> **What is expected**
Copy the OCaml crash account starting with "It was now evident" and going on through "no issues whatsoever.", substituting "simultaneous multithreading" for each "hyperthreading".

> **Excerpted text**
It was now evident that the crashes happened only when hyperthreading kicked in, or more precisely when the OCaml program was running along another hyperthread (logical core) on the same physical core of the processor.

I wrote SIOU back with a summary of my findings, imploring them to entertain my theory that it all has to do with hyperthreading. This time they listened and turned hyperthreading off on their machine. Then, the crashes were gone for good: two days of testing in a loop showed no issues whatsoever.

Problem solved? Yes! Happy ending? Not yet. Neither I nor SIOU tried to report this issue to Intel or others: SIOU because they were satisfied with the workaround consisting in compiling OCaml with Clang, and because they did not want any publicity of the “SIOU’s products crash randomly!” kind; I because I was tired of this problem, didn’t know how to report those things (Intel doesn’t have a public issue tracker like the rest of us), and suspected it was a problem with the specific machines at SIOU (e.g. a batch of flaky chips that got put in the wrong speed bin by accident).

The second sighting

The year 2016 went by without anyone else reporting that the sky (or more exactly the Skylake) was falling with OCaml 4.03, so I gladly forgot about this little episode at SIOU (and went on making horrible puns).

Then, on January 6th 2017, Enguerrand Decorne and Joris Giovannangeli at Ahrefs (another Serious Industrial OCaml User, member of the Caml Consortium to boot) report mysterious random crashes with OCaml 4.03.0: this is PR#7452 on the Caml bug tracker.

In the repro case they provided, it’s the ocamlopt.opt compiler itself that sometimes crashes or produces nonsensical output while compiling a large source file. This is not particularly surprising since ocamlopt.opt is itself an OCaml program compiled with the ocamlopt.byte compiler, but mades it easier to discuss and reproduce the issue.

> **Information supplied**
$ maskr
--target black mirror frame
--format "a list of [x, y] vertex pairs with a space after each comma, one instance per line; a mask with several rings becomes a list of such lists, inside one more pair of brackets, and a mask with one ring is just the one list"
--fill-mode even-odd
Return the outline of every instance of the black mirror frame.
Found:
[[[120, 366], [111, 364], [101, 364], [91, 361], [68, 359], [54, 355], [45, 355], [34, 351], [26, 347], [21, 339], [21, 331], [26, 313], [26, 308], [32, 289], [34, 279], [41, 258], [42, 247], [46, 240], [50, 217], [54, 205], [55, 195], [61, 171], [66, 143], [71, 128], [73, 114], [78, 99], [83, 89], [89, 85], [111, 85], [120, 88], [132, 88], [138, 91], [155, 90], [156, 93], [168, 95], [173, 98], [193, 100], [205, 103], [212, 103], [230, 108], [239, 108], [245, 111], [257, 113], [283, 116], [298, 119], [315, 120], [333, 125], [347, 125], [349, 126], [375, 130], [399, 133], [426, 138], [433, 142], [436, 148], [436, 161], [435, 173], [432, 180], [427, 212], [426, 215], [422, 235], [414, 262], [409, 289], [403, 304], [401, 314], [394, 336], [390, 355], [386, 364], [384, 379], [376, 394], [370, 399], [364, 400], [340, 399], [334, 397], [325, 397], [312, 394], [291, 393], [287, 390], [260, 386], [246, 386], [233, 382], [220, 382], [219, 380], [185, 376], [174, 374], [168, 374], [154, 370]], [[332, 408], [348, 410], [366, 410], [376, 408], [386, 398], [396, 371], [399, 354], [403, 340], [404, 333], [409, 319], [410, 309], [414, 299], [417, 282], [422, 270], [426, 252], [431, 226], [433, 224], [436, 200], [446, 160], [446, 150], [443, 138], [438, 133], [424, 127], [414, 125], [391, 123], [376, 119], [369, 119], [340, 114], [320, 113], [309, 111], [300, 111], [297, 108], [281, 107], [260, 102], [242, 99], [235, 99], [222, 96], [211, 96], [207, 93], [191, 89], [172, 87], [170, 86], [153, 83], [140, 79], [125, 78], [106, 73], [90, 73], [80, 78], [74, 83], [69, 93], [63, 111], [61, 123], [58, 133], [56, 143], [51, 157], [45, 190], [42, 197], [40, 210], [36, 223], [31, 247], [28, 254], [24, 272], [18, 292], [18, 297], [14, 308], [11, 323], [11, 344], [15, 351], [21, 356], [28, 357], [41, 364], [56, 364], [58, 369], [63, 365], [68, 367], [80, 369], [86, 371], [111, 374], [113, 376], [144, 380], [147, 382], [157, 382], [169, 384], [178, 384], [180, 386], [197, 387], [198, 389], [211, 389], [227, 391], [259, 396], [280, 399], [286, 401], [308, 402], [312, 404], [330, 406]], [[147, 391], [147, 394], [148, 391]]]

> **Exercise response**
It was now evident that the crashes happened only when simultaneous multithreading kicked in, or more precisely when the OCaml program was running along another hyperthread (logical core) on the same physical core of the processor.

I wrote SIOU back with a summary of my findings, imploring them to entertain my theory that it all has to do with simultaneous multithreading. This time they listened and turned simultaneous multithreading off on their machine. Then, the crashes were gone for good: two days of testing in a loop showed no issues whatsoever.